_Texte retenu_
>>>

Je savais qu'avec la trilogie de Catherine Fisher j'allais avoir droit à de l'Antiquité Fantasy de bon aloi, mais je n'attendais pas à passer un aussi bon moment (tellement bon d'ailleurs que j'ai dérogé à ma règle de ne pas évaluer un ouvrage destiné à un public cible auquel je n'appartiens plus ^^)…


Le roman débute par une scène marquante : la petite prêtresse Mirany, nouvellement intronisée Porteuse du Dieu, doit transporter du temple au palais un plat rempli de scorpions… Elle doit veiller à ce que chacun d'entre eux reste au fond de celui-ci, alors qu'au moindre faux mouvement l'un d'entre eux peut accéder aux rebords, grimper sur ses bras et lui infliger une piqûre mortelle… Et à la fin de son chemin de mort elle apporte la mort au roi-dieu qu'on a forcé au suicide, et avant de se sacrifier pour son pays victime d'une sécheresse mortelle il lui confie le soin de sauver son peuple.
Le suspens y était excellent suspens, et cela continue par suite puisque on assiste à une course contre la montre entre les usurpateurs aristocratiques et les rebelles loyalistes pour retrouver le véritable Archonte, chaque chapitre étant une étape des cérémonies funéraires de l'ancien Archonte qui sont autant d'étapes du compte à rebours avant l'intronisation du nouvel Archonte (avec en plus une bonne vieille chasse au traître des familles ^^). Ah ça, on est bien immergé dans l'univers et on prend vite le chemin du page-turner !

<<<

Éléments d'étiquetage des contours

>>>

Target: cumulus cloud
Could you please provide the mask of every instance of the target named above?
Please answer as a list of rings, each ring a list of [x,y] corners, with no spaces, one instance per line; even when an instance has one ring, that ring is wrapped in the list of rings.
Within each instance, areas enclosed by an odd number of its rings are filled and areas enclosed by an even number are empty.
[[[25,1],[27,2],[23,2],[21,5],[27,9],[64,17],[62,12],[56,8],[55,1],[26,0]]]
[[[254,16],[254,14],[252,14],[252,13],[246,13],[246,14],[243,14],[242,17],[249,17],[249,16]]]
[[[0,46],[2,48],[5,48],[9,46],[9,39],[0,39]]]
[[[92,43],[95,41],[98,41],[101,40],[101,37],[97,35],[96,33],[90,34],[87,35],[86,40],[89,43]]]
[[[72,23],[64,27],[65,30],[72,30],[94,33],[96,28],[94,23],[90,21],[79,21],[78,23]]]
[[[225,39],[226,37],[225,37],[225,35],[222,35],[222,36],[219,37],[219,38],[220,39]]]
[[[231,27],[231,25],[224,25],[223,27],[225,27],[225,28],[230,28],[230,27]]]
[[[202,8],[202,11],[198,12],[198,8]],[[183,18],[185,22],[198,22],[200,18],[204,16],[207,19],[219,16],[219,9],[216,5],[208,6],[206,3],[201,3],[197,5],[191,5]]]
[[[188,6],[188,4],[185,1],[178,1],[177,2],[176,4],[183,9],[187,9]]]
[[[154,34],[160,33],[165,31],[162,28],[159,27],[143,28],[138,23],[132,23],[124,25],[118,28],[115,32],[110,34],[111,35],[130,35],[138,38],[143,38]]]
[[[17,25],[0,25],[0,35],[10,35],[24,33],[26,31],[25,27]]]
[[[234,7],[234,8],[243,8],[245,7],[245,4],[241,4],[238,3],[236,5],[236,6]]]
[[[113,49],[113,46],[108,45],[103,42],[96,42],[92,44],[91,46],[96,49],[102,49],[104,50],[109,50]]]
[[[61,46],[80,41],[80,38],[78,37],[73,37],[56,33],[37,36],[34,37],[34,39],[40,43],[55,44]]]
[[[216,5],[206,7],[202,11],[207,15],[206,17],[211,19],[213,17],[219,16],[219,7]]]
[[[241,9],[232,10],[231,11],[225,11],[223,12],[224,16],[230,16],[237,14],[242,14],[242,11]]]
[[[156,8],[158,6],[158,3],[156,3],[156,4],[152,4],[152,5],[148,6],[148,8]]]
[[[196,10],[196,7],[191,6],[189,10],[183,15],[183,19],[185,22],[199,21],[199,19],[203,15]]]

<<<

_Consignes_
• a. Reproduisez à l'identique les lignes des données fournies, en commençant par la première et en vous arrêtant après celle qui contient « Could you please ».
• b. Poursuivez la critique de la trilogie de Catherine Fisher à partir de l'endroit où elle s'interrompt.

_Réponses_
• a.
Target: cumulus cloud
Could you please provide the mask of every instance of the target named above?

• b.
Alors certes cet univers est limité car dans un ouvrage Young Adult le worbuilding n'est jamais très élaboré, mais il véritablement inspiré de l'Antiquité, et c'est peut-être ce qui m'a le plus plu dans le roman… On est à mi chemin entre la Grèce et l'Orient, donc on est dans un royaume hellénistique qui s'inspire sans aucun doute de l'Egypte lagide. L'histoire se déroulerait à Alexandrie qu'elle n'aurait sans doute guère été différente, du coup on se retrouve avec l'univers de la série "Papyrus" de Lucien de Gieter mais en beaucoup mieux !

Comme bon nombre de productions populaires de ces dernières années cette trilogie est antisystème : faut-il en être surpris quand les élites mondialisées se foutent de la gueule des peuples du monde entier chaque jour qui passe ???
L'aristocratie est pourrie de thunes, mais elle en veut plus, plus, encore plus, et ici elle fait main basse sur l'armée et le clergé avant de se débarrasser de leur roi et de leur dieu pour pouvoir continuer tranquillement ses petits games of thrones à la con… (ben oui, il ne faudrait pas qu'un souverain populares, réformateur, ou pire révolutionnaire, vienne confisquer leurs jouets ! MDM)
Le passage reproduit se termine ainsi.